- **Stated task**:
Gather and copy every line below that contains the word "black".

- **Supplied material**:
+++++

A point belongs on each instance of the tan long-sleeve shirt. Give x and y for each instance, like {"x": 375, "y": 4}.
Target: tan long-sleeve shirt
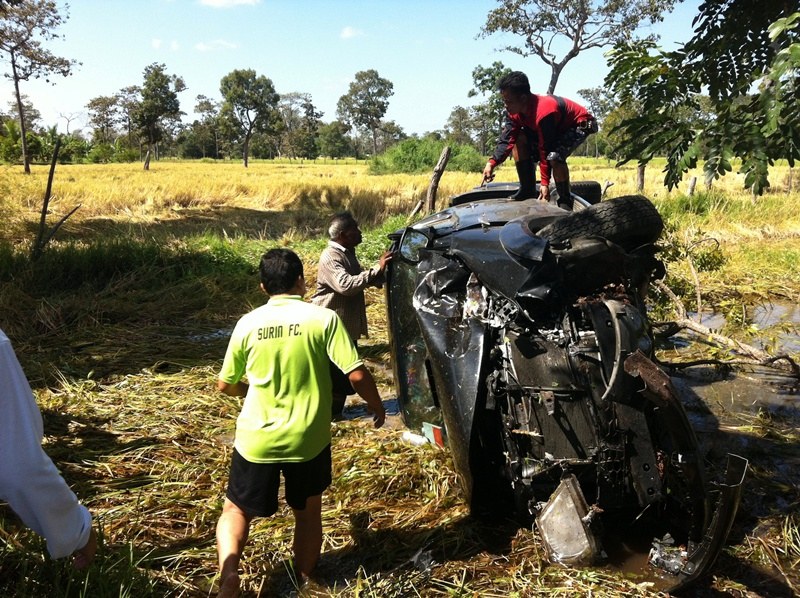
{"x": 340, "y": 286}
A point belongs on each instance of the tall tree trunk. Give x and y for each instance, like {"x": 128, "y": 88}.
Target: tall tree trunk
{"x": 23, "y": 133}
{"x": 640, "y": 178}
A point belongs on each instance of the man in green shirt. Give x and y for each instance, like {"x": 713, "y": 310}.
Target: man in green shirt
{"x": 283, "y": 350}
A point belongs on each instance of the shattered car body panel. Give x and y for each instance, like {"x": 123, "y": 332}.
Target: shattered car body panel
{"x": 521, "y": 329}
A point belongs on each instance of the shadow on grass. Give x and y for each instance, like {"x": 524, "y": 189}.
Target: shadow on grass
{"x": 397, "y": 561}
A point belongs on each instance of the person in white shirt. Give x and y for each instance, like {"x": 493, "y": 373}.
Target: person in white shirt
{"x": 29, "y": 481}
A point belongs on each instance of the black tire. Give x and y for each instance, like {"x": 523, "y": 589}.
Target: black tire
{"x": 588, "y": 190}
{"x": 629, "y": 221}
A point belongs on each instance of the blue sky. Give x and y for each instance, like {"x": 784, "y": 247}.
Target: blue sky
{"x": 427, "y": 49}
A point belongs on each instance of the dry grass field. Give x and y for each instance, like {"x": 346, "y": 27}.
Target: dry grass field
{"x": 121, "y": 326}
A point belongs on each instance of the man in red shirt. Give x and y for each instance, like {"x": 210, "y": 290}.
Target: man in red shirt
{"x": 552, "y": 125}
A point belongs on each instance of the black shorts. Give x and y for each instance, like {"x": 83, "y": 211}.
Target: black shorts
{"x": 340, "y": 381}
{"x": 253, "y": 487}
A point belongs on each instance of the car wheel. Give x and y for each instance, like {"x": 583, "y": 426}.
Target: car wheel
{"x": 628, "y": 221}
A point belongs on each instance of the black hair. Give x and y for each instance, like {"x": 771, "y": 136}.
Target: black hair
{"x": 341, "y": 222}
{"x": 515, "y": 82}
{"x": 280, "y": 269}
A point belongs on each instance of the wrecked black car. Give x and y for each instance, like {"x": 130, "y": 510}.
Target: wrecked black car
{"x": 519, "y": 333}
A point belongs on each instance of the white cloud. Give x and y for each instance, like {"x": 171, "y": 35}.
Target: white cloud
{"x": 217, "y": 44}
{"x": 350, "y": 32}
{"x": 229, "y": 3}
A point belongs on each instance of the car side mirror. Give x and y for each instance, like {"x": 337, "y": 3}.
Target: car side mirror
{"x": 410, "y": 244}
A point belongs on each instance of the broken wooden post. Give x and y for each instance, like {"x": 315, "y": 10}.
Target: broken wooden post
{"x": 430, "y": 200}
{"x": 640, "y": 178}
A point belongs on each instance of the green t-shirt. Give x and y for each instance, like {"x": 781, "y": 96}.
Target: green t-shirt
{"x": 283, "y": 348}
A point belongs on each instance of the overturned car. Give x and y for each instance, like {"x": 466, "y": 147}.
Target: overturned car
{"x": 520, "y": 330}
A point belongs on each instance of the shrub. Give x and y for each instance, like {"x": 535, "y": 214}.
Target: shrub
{"x": 416, "y": 156}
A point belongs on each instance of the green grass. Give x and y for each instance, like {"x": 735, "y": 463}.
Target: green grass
{"x": 121, "y": 327}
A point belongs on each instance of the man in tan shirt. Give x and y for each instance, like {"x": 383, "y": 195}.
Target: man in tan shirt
{"x": 340, "y": 286}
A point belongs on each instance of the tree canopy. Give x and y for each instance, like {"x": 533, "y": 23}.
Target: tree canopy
{"x": 24, "y": 27}
{"x": 746, "y": 54}
{"x": 249, "y": 102}
{"x": 545, "y": 25}
{"x": 158, "y": 103}
{"x": 366, "y": 102}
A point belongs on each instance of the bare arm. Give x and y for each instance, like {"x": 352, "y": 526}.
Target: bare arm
{"x": 364, "y": 385}
{"x": 237, "y": 389}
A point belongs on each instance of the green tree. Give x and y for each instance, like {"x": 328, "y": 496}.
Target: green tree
{"x": 300, "y": 125}
{"x": 249, "y": 104}
{"x": 365, "y": 103}
{"x": 751, "y": 69}
{"x": 489, "y": 113}
{"x": 24, "y": 27}
{"x": 584, "y": 24}
{"x": 159, "y": 103}
{"x": 460, "y": 126}
{"x": 104, "y": 116}
{"x": 208, "y": 127}
{"x": 30, "y": 115}
{"x": 333, "y": 140}
{"x": 600, "y": 103}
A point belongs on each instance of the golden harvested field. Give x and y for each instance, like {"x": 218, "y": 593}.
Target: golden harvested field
{"x": 122, "y": 324}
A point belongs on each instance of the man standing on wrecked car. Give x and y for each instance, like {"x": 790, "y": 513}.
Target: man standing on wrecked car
{"x": 340, "y": 286}
{"x": 283, "y": 349}
{"x": 553, "y": 125}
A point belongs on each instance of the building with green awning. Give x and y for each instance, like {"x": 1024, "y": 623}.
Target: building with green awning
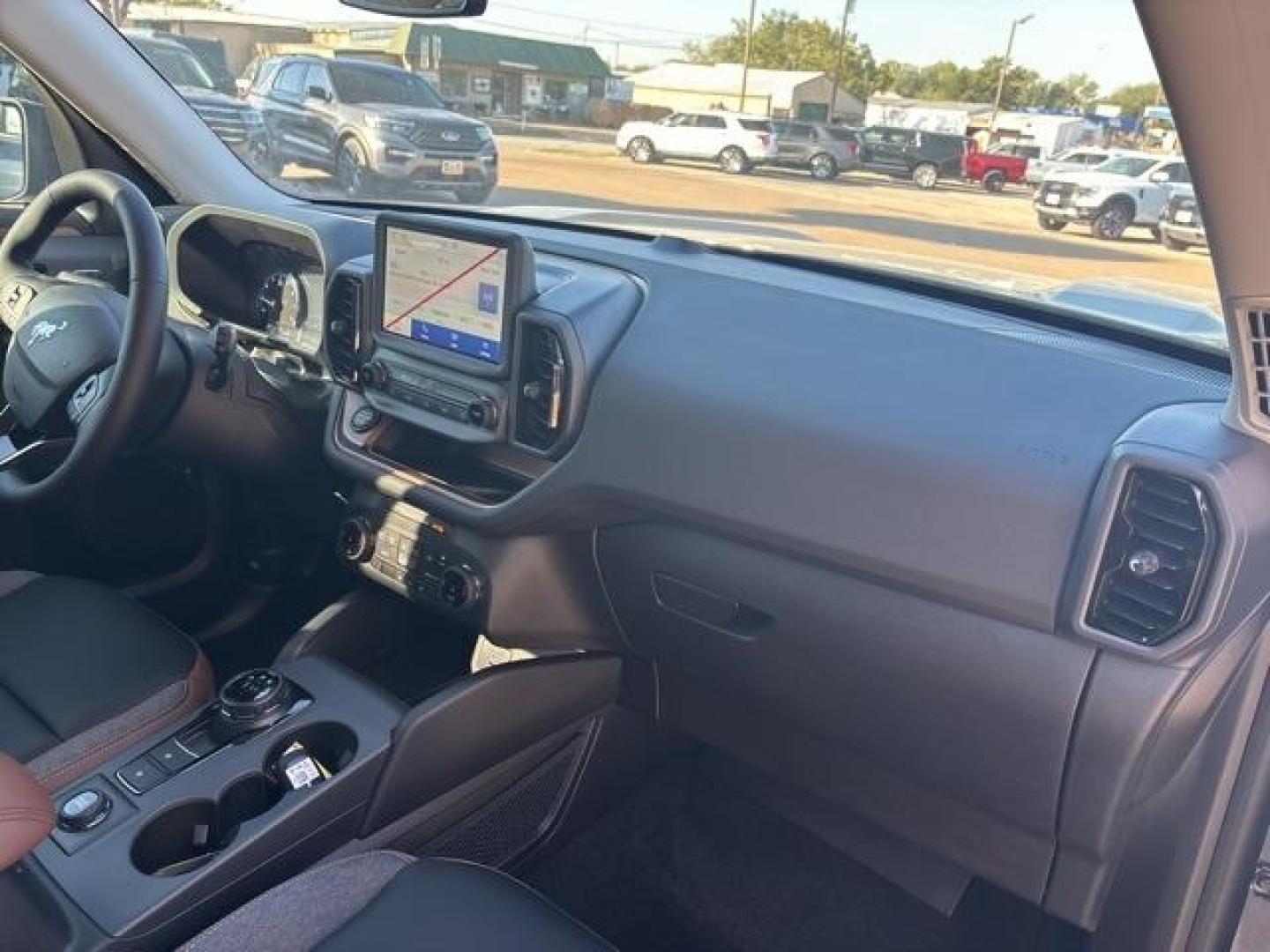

+++++

- **Solution to this problem**:
A point belongs on each instance of the black tire. Give x and y for each instance, like {"x": 523, "y": 589}.
Target: black tire
A point belongs on each instance of the black shorts. Give x and y for each instance, like {"x": 83, "y": 211}.
Target: black shorts
A point belongs on each instance of the black hair. Give x and y for each instance, like {"x": 771, "y": 136}.
Target: black hair
A point belongs on each instance of the wrecked black car. Give x and y for each instance, like {"x": 130, "y": 510}.
Target: wrecked black car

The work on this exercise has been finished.